(Source text):

=== Begin Enclosure ===

Thornhill has experienced several muggings and assaults while living on the streets in Springfield and Xenia. She keeps a copy of each incident report inside of a file folder that she carries with her.
“I got assaulted a lot. People would randomly mug me and slug me,” said Thornhill.
Not only does she have seizures, but she said, “I have severe anxiety and severe PTSD. It’s classified as severe. Those are my mental issues right now. Physically, I have heart arrhythmia, I have to take medicine to regulate my heart rate.”
“I tried weed,” said Thornhill. It was early spring and she was living on the streets in Xenia. One of the young people she met had asked her to hold onto “a large amount of marijuana” while he went down the street to get food.
“I was hanging around an abandoned store in Xenia when this cop came by and started circling the parking lot, so down the hatch it went,” said Thornhill. “I consumed all of it. I ate it. It was awful.”
She said the cop disappeared so she “basically ate it for nothing.” Thornhill, who had never tried marijuana before, said it hit her hard.
“Hours later I started feeling it in my system and I was so high I walked all the way out of Greene County. There were people calling the police because I was singing really loud walking down the sidewalk,” said Thornhill. “I remember telling the cop, I just want to go for my walk, it feels really good outside. He said, ‘It’s 4 a.m.’ and then the officer said, ‘I know you’re high.’ So I told the officer, ‘Look, officer, I just consumed a large amount of marijuana.’”

=== End Enclosure ===

(Work instructions):
(a) According to the passage about Thornhill, what does she keep inside the file folder she carries with her?
(b) From the passage about Thornhill, pull out the part that opens with the words containing "Not only does" and closes with "to get food.". Copy it word for word.

(Listed entries):

=== Begin Enclosure ===

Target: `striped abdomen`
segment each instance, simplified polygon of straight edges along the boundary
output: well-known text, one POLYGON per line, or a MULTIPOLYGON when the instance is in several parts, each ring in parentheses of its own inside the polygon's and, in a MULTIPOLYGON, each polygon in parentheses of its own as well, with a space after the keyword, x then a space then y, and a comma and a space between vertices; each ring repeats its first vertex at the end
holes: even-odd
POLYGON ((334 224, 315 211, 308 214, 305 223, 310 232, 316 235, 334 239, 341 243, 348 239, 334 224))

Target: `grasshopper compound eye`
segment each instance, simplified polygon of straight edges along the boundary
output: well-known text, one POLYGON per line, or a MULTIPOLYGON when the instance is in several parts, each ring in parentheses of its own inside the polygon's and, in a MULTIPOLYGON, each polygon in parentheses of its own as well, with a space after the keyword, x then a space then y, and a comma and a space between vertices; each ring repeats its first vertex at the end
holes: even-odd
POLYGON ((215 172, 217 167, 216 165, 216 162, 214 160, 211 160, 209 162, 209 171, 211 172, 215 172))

=== End Enclosure ===

(Response list):
(a) A copy of each incident report from the muggings and assaults she experienced.

(b)
Not only does she have seizures, but she said, “I have severe anxiety and severe PTSD. It’s classified as severe. Those are my mental issues right now. Physically, I have heart arrhythmia, I have to take medicine to regulate my heart rate.”
“I tried weed,” said Thornhill. It was early spring and she was living on the streets in Xenia. One of the young people she met had asked her to hold onto “a large amount of marijuana” while he went down the street to get food.